* **PROVIDED PASSAGE**
....
Sound Still Suffers from Hypoxia
Long Island Sound - News
NOTE: Results from this Sea Grant-funded research are related to a project funded under a 2009 suite of Long Island Sound investigations. An initial announcement of this and other studies from this group can be found in the Spring 2009 news item, "Sound Science for Long Island Sound."


Western Long Island Sound- Execution Rocks Light. A main station in this field study. All photos taken by Barbara A. Branca, NYSG.


Stony Brook, NY, April 14, 2014 - An estuary is a popular place. Its fairly calm water and high productivity not only make it a beautiful scene for a picnic by its edge, but also give kayakers, boaters and fishermen a perfect place to spend a sunny day. This semi-enclosed body of water is fed freshwater from rivers and saltwater from the ocean, making it a highly variable environment perfect for marine life and shorebirds to find food and reproduce.
....
* **RECORDED DATA**

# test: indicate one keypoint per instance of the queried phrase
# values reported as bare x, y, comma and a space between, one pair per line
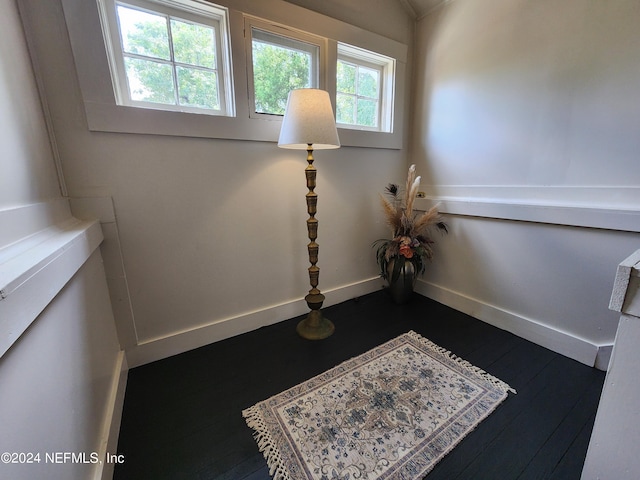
....
* **WHAT TO WORK ON**
A) Write out the section of the Long Island Sound hypoxia article above the lines that begins with the words containing "Western Long Island" and ends with "food and reproduce.".
B) Extend the Long Island Sound hypoxia article above the lines, picking up after its last sentence.

* **ANSWER LIST**
A)
Western Long Island Sound- Execution Rocks Light. A main station in this field study. All photos taken by Barbara A. Branca, NYSG.


Stony Brook, NY, April 14, 2014 - An estuary is a popular place. Its fairly calm water and high productivity not only make it a beautiful scene for a picnic by its edge, but also give kayakers, boaters and fishermen a perfect place to spend a sunny day. This semi-enclosed body of water is fed freshwater from rivers and saltwater from the ocean, making it a highly variable environment perfect for marine life and shorebirds to find food and reproduce.

B)
Perfect, but only in its natural and balanced state. As people began to flock to the water’s edge to settle, estuaries began to suffer. Hypoxia, a condition of low oxygen in the bottom waters of an estuary, is well known in the Long Island Sound, especially in the more urbanized western region. Blooms of phytoplankton began to flourish as excess nutrients, like dissolved inorganic nitrogen (DIN), were discharged into the estuary from wastewater treatment plants. When phytoplankton die and settle to the estuary floor, they decay; this process involves respiration which takes oxygen from the water. Hence when there is an excess of nutrients like DIN, fueling blooms and generating too much decaying organic carbon, oxygen starts to become a scarcity in the environment. It seems that an easy fix would be to decrease DIN so that phytoplankton biomass would decline, and hypoxia would no longer be an issue- right?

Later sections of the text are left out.